▶

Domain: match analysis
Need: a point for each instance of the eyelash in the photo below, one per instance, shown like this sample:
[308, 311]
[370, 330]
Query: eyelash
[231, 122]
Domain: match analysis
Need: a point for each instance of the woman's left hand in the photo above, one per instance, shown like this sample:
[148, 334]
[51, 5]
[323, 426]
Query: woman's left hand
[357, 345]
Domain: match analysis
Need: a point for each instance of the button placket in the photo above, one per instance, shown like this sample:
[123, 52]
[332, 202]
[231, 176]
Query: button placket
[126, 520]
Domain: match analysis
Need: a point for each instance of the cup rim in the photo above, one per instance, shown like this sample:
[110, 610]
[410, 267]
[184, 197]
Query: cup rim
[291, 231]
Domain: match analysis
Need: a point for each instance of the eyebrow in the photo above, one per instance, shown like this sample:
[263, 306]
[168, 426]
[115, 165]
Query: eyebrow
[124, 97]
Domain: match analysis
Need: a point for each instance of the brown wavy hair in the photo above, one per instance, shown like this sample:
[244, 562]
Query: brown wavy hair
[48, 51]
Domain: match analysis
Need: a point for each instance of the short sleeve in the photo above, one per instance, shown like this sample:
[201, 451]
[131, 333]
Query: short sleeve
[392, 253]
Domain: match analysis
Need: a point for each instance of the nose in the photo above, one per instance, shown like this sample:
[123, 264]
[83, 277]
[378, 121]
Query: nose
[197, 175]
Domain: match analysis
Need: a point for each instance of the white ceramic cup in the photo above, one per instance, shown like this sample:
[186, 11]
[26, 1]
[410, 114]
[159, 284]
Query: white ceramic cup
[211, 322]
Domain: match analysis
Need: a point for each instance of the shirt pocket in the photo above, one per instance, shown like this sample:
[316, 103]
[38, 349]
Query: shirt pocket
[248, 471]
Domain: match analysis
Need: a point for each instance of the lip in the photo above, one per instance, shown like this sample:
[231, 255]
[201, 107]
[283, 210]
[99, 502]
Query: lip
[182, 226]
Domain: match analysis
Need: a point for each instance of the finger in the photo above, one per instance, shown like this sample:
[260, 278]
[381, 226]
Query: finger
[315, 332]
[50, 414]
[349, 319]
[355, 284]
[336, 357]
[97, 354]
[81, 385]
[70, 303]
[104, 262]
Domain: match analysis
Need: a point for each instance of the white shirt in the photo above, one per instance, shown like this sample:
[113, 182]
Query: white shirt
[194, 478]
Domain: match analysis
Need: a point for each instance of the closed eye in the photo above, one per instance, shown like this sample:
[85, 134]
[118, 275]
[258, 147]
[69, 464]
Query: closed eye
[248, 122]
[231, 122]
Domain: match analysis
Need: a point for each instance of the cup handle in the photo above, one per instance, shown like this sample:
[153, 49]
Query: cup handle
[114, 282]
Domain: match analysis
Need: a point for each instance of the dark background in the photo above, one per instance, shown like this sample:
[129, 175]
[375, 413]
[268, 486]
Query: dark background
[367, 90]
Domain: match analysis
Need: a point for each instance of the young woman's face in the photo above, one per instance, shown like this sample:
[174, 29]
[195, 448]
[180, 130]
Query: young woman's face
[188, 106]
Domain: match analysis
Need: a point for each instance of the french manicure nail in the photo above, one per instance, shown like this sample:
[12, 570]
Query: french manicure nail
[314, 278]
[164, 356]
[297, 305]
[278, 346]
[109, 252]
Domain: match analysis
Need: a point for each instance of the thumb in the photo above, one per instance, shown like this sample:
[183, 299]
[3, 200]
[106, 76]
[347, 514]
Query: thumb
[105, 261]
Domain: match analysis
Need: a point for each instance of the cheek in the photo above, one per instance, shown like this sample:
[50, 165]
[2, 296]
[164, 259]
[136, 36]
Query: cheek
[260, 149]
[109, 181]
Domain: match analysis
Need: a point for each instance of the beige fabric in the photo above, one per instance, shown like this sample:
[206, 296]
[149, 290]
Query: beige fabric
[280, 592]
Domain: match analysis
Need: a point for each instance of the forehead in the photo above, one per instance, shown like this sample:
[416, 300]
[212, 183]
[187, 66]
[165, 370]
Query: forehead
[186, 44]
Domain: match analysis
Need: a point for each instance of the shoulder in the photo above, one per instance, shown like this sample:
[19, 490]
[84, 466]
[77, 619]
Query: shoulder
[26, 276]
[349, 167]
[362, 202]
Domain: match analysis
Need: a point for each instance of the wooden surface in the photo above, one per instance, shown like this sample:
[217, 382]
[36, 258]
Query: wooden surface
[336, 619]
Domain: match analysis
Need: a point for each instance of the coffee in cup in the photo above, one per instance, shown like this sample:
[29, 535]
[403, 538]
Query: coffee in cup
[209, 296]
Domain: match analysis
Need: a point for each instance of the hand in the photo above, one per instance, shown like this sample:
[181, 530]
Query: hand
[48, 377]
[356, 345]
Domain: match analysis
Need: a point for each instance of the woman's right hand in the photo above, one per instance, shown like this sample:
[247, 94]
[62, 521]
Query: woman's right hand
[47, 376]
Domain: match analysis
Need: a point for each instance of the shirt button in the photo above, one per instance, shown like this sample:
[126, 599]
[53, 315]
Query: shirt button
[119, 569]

◀

### Work instructions:
Return what is listed above, exactly and completely.

### Completed exercise:
Domain: match analysis
Need: a point for each instance of the eyelash in the photo below, one per instance, shown like this sample:
[308, 311]
[370, 330]
Query: eyelash
[231, 122]
Domain: match analysis
Need: a point for each instance of the woman's left hand in the photo above, one per instance, shown like this sample:
[148, 334]
[51, 5]
[323, 426]
Query: woman's left hand
[357, 345]
Domain: match analysis
Need: a point for each instance of the button placket in the photo above, one per instance, shown like this sample:
[123, 52]
[332, 202]
[231, 176]
Query: button placket
[126, 520]
Domain: match analysis
Need: a point for each instance of the cup rim in the photo above, one per instance, shown like this sample:
[110, 610]
[410, 267]
[184, 197]
Query: cup rim
[291, 231]
Domain: match analysis
Need: a point for each instance of the eyebrow in the photo above, one per instance, shown like this sample:
[263, 306]
[168, 426]
[115, 165]
Query: eyebrow
[124, 97]
Domain: match analysis
Need: a point for each instance of the brown wavy hair in the photo above, one per instance, shown like this sample:
[244, 562]
Query: brown wavy hair
[48, 51]
Domain: match analysis
Need: a point for each instance of the short sleeve in the photo above, one per instance, shown like this sample:
[201, 451]
[131, 333]
Query: short sleeve
[392, 253]
Domain: match analysis
Need: a point for each instance of the nose in the photo above, one per instance, shown like this sample:
[123, 264]
[83, 277]
[378, 121]
Query: nose
[197, 175]
Domain: match analysis
Need: a point for each instance of the white ceramic cup in the photo above, one per instance, shown like this sample:
[186, 11]
[26, 1]
[410, 114]
[159, 284]
Query: white ceramic cup
[211, 322]
Domain: match analysis
Need: a point for each instance of the shirt pocket in the photo above, one per instance, shown like this sample:
[316, 103]
[38, 349]
Query: shirt pocket
[248, 471]
Domain: match analysis
Need: a point for each instance of the lip in the photo above, one per instance, shown like this sample:
[231, 255]
[201, 107]
[283, 210]
[99, 502]
Query: lip
[182, 226]
Domain: match analysis
Need: a point for each instance of the finger in the photo above, one per instance, shown like this sample:
[260, 278]
[381, 226]
Query: finger
[315, 332]
[50, 414]
[349, 319]
[355, 284]
[336, 357]
[97, 354]
[81, 385]
[70, 303]
[104, 262]
Domain: match analysis
Need: a point for each instance of the white shirt in the photo above, one per instance, shown like this sample:
[113, 182]
Query: white shirt
[194, 478]
Domain: match analysis
Need: a point for each instance of the closed eye in the photo above, one per instance, shown like this sample:
[85, 134]
[118, 275]
[258, 147]
[69, 464]
Query: closed eye
[248, 122]
[231, 122]
Domain: match analysis
Need: a point for each instance of the cup handle in the photo above, one per instance, shown like this sample:
[153, 49]
Query: cup handle
[114, 282]
Domain: match analysis
Need: a point for each instance of the dark background in the photo above, one per instance, shown like this sample:
[129, 175]
[375, 413]
[268, 486]
Query: dark background
[367, 90]
Domain: match analysis
Need: a point for each instance of the young woman's face in the photo above, one per instance, shown like this sample:
[174, 29]
[195, 448]
[180, 130]
Query: young woman's face
[188, 106]
Domain: match analysis
Need: a point for each instance of the french manicure nail in the photo above, one per instance, shown like this sample:
[12, 570]
Query: french manicure nail
[314, 278]
[164, 356]
[297, 305]
[278, 346]
[109, 252]
Domain: match analysis
Need: a point for each instance of the thumb in the photo above, one per instance, shown like this sample:
[183, 299]
[3, 200]
[106, 76]
[347, 514]
Query: thumb
[105, 261]
Domain: match analysis
Need: a point for each instance of the cheek in the photo above, one per instance, shown like this sample:
[50, 165]
[2, 296]
[164, 259]
[136, 36]
Query: cheek
[260, 149]
[109, 181]
Domain: match analysis
Need: a point for each instance of the beige fabric in the photo above, one per instance, shown like this sample:
[206, 296]
[149, 290]
Query: beige fabric
[280, 592]
Domain: match analysis
Need: a point for each instance of the forehead in the photo above, one per instance, shown like this sample:
[416, 300]
[212, 183]
[187, 66]
[165, 370]
Query: forehead
[186, 44]
Domain: match analysis
Need: a point for each instance of the shoulder in the photo above, one per instance, shown like this sample:
[19, 490]
[84, 466]
[77, 619]
Query: shoulder
[26, 276]
[349, 167]
[362, 202]
Domain: match analysis
Need: a point for each instance of the wooden surface in the photo above, one per instance, shown like this sample:
[217, 382]
[36, 258]
Query: wooden surface
[336, 619]
Domain: match analysis
Need: a point for each instance of the coffee in cup in the photo above, one per instance, shown like this sample:
[29, 535]
[403, 538]
Query: coffee in cup
[209, 296]
Domain: match analysis
Need: a point for each instance of the hand in the photo above, one per instance, shown like this sample:
[181, 530]
Query: hand
[48, 377]
[356, 345]
Domain: match analysis
Need: a point for each instance of the woman's right hand in the photo above, one per instance, shown like this sample:
[247, 94]
[62, 521]
Query: woman's right hand
[47, 376]
Domain: match analysis
Need: a point for each instance of the shirt button in the photo above, one per instance, shown like this sample:
[126, 599]
[53, 315]
Query: shirt button
[119, 569]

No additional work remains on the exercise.